About this task: Report each line of the data below in which "golden" appears.

Exercise input:

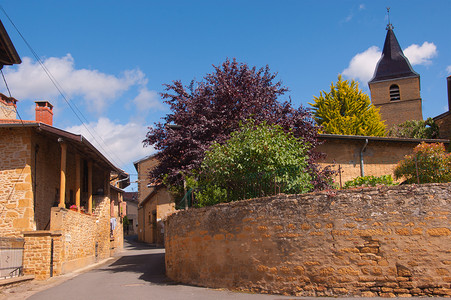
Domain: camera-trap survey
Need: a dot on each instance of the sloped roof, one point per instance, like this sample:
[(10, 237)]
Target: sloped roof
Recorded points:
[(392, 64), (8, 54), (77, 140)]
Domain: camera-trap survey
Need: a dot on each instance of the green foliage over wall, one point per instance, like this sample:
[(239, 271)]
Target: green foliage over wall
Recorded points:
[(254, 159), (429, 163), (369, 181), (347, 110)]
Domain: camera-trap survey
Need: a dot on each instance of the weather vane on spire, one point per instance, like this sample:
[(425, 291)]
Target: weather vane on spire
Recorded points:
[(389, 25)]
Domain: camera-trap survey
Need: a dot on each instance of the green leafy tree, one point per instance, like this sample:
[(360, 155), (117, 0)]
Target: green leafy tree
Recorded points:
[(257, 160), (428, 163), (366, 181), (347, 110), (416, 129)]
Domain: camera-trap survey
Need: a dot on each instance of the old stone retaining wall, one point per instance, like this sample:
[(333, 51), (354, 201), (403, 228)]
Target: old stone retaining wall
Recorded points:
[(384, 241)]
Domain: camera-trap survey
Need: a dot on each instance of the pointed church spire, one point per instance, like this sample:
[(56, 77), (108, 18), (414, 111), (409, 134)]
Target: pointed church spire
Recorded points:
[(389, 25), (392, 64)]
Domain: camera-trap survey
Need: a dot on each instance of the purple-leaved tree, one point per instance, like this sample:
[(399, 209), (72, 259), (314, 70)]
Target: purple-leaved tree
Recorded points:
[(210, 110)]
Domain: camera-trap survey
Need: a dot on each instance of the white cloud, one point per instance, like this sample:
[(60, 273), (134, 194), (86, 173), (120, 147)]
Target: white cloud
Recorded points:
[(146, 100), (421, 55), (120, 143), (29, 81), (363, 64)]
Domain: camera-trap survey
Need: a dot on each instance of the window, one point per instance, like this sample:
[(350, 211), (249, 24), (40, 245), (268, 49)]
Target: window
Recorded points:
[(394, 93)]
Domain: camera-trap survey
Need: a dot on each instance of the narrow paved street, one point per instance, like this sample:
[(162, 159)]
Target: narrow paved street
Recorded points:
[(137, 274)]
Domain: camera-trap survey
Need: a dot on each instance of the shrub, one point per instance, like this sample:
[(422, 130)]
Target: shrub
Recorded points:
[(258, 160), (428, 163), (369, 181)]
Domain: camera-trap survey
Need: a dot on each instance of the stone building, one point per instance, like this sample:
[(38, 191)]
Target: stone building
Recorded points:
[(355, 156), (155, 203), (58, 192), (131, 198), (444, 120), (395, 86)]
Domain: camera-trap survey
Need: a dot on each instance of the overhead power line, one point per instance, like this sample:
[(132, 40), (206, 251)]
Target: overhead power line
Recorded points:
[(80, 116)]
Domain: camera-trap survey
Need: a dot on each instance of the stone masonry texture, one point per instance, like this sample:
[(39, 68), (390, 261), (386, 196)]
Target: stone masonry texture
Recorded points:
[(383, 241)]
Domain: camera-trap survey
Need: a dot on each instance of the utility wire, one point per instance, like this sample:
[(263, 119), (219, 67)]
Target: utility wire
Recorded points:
==
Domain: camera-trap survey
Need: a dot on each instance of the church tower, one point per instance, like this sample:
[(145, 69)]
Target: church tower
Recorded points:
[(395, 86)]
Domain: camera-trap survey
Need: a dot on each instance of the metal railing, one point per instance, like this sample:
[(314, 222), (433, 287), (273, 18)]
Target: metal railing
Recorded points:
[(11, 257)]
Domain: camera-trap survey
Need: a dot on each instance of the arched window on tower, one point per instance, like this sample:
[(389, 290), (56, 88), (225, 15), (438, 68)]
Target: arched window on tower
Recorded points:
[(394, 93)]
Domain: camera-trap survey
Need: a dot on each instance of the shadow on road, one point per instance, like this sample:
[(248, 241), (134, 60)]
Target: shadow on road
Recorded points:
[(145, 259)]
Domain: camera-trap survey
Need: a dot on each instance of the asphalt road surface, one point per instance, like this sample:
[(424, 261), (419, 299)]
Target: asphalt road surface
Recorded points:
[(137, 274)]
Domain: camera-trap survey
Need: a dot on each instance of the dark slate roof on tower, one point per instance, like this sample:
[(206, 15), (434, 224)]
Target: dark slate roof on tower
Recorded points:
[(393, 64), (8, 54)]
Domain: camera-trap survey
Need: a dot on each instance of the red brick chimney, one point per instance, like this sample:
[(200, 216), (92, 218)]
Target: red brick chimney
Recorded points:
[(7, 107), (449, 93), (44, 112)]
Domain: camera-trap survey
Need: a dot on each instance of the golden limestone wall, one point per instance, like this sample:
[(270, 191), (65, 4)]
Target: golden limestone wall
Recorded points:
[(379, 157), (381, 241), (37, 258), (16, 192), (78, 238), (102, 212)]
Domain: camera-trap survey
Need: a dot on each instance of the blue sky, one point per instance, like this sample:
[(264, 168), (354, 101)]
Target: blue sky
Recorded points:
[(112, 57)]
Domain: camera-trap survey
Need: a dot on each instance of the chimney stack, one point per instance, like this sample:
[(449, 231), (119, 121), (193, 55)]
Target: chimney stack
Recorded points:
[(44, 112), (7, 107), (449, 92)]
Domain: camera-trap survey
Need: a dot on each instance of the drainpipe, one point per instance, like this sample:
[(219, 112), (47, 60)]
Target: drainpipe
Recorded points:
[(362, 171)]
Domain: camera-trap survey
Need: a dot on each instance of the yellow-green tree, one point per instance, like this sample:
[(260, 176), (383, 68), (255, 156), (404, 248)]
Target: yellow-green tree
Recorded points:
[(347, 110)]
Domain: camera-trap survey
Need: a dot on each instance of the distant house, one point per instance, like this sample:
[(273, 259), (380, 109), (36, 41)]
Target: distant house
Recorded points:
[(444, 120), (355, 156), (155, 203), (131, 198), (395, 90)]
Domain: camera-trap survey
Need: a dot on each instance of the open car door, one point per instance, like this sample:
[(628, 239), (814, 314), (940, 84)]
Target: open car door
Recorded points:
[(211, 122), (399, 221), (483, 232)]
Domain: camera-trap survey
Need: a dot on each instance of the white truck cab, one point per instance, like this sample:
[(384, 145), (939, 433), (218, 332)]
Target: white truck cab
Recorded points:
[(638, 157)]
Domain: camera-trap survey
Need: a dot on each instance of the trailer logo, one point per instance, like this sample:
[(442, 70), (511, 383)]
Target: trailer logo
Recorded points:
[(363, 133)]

Solution for this exercise:
Need: a dot on each instance of the golden limestone wall, one point per instance, like this sample:
Target: golden limestone wall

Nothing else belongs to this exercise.